(GIVEN RECORDS Opens)

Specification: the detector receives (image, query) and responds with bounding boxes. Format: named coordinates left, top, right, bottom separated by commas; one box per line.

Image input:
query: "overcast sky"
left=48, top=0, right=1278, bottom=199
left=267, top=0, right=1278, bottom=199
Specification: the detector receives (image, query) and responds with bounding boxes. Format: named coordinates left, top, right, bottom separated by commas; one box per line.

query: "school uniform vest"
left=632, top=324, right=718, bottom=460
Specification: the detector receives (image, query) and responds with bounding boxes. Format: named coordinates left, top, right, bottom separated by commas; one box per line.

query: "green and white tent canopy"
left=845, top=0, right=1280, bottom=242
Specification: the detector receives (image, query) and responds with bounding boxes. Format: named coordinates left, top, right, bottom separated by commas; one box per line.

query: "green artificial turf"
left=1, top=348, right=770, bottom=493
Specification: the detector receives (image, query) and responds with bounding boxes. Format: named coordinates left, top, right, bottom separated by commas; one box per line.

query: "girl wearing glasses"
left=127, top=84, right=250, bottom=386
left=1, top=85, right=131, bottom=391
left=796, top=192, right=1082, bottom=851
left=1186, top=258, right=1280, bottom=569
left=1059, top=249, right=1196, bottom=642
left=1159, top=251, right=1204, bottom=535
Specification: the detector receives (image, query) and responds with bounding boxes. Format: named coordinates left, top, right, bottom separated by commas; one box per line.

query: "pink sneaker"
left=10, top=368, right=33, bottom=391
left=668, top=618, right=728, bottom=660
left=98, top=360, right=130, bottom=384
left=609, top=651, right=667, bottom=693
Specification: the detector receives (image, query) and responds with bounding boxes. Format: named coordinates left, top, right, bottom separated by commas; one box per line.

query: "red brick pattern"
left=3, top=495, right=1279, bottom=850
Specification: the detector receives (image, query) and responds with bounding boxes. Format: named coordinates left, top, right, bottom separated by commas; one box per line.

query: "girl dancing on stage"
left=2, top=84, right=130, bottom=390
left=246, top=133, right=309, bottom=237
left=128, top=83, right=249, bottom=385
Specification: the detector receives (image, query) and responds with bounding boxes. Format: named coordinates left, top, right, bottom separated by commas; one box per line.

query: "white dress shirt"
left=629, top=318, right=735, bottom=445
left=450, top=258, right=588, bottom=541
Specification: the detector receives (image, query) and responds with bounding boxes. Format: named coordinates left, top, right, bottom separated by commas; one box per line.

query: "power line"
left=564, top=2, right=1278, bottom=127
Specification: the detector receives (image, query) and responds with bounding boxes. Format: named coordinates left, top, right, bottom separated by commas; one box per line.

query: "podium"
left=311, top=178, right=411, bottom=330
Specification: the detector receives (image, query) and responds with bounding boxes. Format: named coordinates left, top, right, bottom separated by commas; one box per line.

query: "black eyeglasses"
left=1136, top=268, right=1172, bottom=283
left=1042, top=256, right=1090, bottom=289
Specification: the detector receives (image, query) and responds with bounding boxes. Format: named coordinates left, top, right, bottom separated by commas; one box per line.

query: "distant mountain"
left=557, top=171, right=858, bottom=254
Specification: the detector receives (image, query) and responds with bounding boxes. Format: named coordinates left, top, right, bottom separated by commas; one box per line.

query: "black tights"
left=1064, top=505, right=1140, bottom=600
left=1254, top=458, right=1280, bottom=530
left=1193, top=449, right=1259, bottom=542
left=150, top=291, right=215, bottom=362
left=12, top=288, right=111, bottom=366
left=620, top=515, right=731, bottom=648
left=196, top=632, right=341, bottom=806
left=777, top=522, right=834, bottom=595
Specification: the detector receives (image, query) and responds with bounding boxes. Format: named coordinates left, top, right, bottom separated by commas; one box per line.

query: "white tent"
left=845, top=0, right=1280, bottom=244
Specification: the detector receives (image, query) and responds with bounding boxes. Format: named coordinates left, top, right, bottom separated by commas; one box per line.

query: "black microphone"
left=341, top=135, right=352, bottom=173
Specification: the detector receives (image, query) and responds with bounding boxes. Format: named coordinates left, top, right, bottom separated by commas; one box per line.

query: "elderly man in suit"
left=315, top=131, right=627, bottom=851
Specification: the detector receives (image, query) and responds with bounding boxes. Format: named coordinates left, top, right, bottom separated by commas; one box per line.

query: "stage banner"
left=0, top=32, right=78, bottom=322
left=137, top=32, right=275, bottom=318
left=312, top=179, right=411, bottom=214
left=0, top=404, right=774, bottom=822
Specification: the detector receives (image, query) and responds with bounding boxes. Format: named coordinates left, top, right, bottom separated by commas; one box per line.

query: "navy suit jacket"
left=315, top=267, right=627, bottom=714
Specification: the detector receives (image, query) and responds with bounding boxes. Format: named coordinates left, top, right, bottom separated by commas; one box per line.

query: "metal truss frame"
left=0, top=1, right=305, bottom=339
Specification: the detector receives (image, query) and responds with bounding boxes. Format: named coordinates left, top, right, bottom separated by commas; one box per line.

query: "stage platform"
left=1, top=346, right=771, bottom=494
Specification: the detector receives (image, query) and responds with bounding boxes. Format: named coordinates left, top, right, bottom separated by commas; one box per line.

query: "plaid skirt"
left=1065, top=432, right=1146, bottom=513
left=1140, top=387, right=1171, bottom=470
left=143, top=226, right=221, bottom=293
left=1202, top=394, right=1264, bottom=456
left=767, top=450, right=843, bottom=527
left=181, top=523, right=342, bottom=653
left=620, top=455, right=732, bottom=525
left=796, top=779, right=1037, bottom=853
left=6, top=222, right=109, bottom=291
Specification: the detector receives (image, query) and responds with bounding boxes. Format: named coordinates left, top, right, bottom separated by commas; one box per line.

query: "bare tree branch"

(GIVEN RECORDS Closes)

• **WORK REQUIRED**
The material must be repeated in full, with every line exact.

• **SOLUTION TO THIS EXERCISE**
Specification: the detector receives (image, query) and responds with bounding boxes. Format: named coordinates left, top, right, bottom separated by commas; one box per line.

Image input:
query: "overcast sky"
left=48, top=0, right=1278, bottom=199
left=267, top=0, right=1278, bottom=199
Specification: the detector receives (image, query) and responds with bounding boxes. Format: named coordinates left, top, right, bottom separated by commas; one box per line.

query: "school uniform vest"
left=632, top=324, right=718, bottom=460
Specification: the detector receives (image, query) and responds with bounding boxes. Format: named coordinates left, top, right, bottom separated by commas; one box per line.

query: "green and white tent canopy"
left=845, top=0, right=1280, bottom=242
Specification: the detector receives (image, query) and responds with bounding boxes. Format: named coordinates left, top, right, bottom separated by commas; one box per line.

query: "green artificial turf"
left=1, top=348, right=770, bottom=493
Specification: the detector receives (image, query) and responds with bounding boxes. Format: named coordinates left, top, right, bottom separated by commas; one box per line.

query: "girl wearing glasses"
left=127, top=84, right=250, bottom=386
left=1, top=85, right=131, bottom=391
left=796, top=192, right=1082, bottom=851
left=1186, top=258, right=1280, bottom=569
left=1059, top=249, right=1196, bottom=642
left=1159, top=251, right=1204, bottom=535
Specification: the detector receives (image, query) and responds with bounding boxes. Format: named coordinates left, top, right, bottom separated by commas; one box per line.

query: "pink sneaker"
left=10, top=368, right=33, bottom=391
left=668, top=618, right=728, bottom=660
left=98, top=360, right=130, bottom=384
left=609, top=651, right=667, bottom=693
Specification: the detector receives (image, query) and responds with bounding boxes. Format: named coordinates left, top, right, bottom separated by commas; one box per line.

query: "red brick pattern"
left=3, top=495, right=1279, bottom=850
Specification: the detector receives (image, query) and responds with bounding boxes. Format: named coordinates left, top, right, bottom separated by commas; one box per line.

query: "girl dancing on stage"
left=2, top=84, right=130, bottom=390
left=246, top=133, right=309, bottom=237
left=128, top=83, right=249, bottom=385
Specification: the detector receives (image, query) and responds with bounding boxes. Format: named coordinates left, top, right, bottom separated by commas; one box per line.

query: "white dress shirt"
left=629, top=318, right=735, bottom=445
left=450, top=258, right=588, bottom=541
Specification: the detector receives (image, query) and responds with bounding boxes. Format: named coordinates left, top, right, bottom separated by commas; one box per line.

query: "power line"
left=564, top=2, right=1278, bottom=127
Specification: the detector receives (image, query) and responds with bounding boxes. Format: named coordinates left, top, right, bottom separated by commas; one box per line.

query: "podium"
left=311, top=178, right=411, bottom=330
Specification: the detector receives (image, query) and responds with bounding boxes. Format: named coordinates left, top, right, bottom separated by commas; one box per line.

query: "black eyeglasses"
left=1136, top=268, right=1172, bottom=283
left=1042, top=256, right=1090, bottom=289
Specification: the detector receives (image, query) and responds with bounding boxes. Format: named coordinates left, top, right, bottom separated by commas; one box per line.

query: "distant mountain"
left=557, top=171, right=858, bottom=254
Specification: the detector receives (image, query) and responds with bounding boxes. Format: named coordinates left, top, right, bottom separated by commas; one box per line.

query: "black tights"
left=1064, top=505, right=1140, bottom=600
left=1254, top=458, right=1280, bottom=530
left=1193, top=449, right=1259, bottom=542
left=150, top=291, right=215, bottom=362
left=12, top=288, right=111, bottom=366
left=620, top=515, right=731, bottom=648
left=196, top=632, right=341, bottom=806
left=777, top=522, right=834, bottom=595
Specification: the detector receives (image, query) and responds with bounding boxes. Format: named coordinates left, top, right, bottom separated by commas; one box per line.

query: "white tent"
left=845, top=0, right=1280, bottom=244
Specification: the detector receives (image, query) and responds with bounding boxes. Format: named coordinates left, top, right, bottom separated by commas; one box per line.

query: "black microphone"
left=341, top=135, right=352, bottom=173
Specification: the detector receives (image, query) and responds with bounding boxes. Format: named coordinates left, top, right, bottom separated by commas; one box per line.

query: "elderly man in suit"
left=315, top=131, right=627, bottom=851
Specification: the detector receives (image, query) and responds with bounding boxes. Format: named coordinates left, top, right, bottom separated by commas; one box per line.

query: "stage banner"
left=0, top=32, right=78, bottom=322
left=137, top=32, right=275, bottom=318
left=312, top=179, right=411, bottom=214
left=0, top=404, right=774, bottom=822
Specification: the detector receives (image, query) and responds with bounding boxes. Format: named coordinates left, top, right, bottom separated by commas; one box per line.

query: "navy suit jacket"
left=315, top=267, right=627, bottom=714
Specification: the detector receives (image, query) and responds with bounding boxes. Format: named coordinates left, top, right, bottom separated by commas; one box per line.

query: "metal truss frame"
left=0, top=1, right=305, bottom=339
Specification: the detector receives (image, query) and responds with bounding boxes. Format: named coordinates left, top, right, bottom separated by commas; one box per line.

query: "stage platform"
left=1, top=346, right=771, bottom=494
Specification: the detector receives (image, query) and responds with bounding boxes. Format: named coordinates left, top, right, bottom separated by commas; one box per line.

query: "plaid skirt"
left=1065, top=432, right=1146, bottom=513
left=1140, top=387, right=1171, bottom=470
left=143, top=226, right=221, bottom=293
left=1202, top=394, right=1264, bottom=456
left=767, top=450, right=843, bottom=527
left=181, top=523, right=342, bottom=653
left=620, top=455, right=732, bottom=525
left=796, top=779, right=1037, bottom=853
left=6, top=222, right=109, bottom=291
Specification: the detector receives (image, query) and responds with bounding boxes. Format: named coordinates left, top, right, bottom separated by commas; one box per line.

query: "bare tree branch"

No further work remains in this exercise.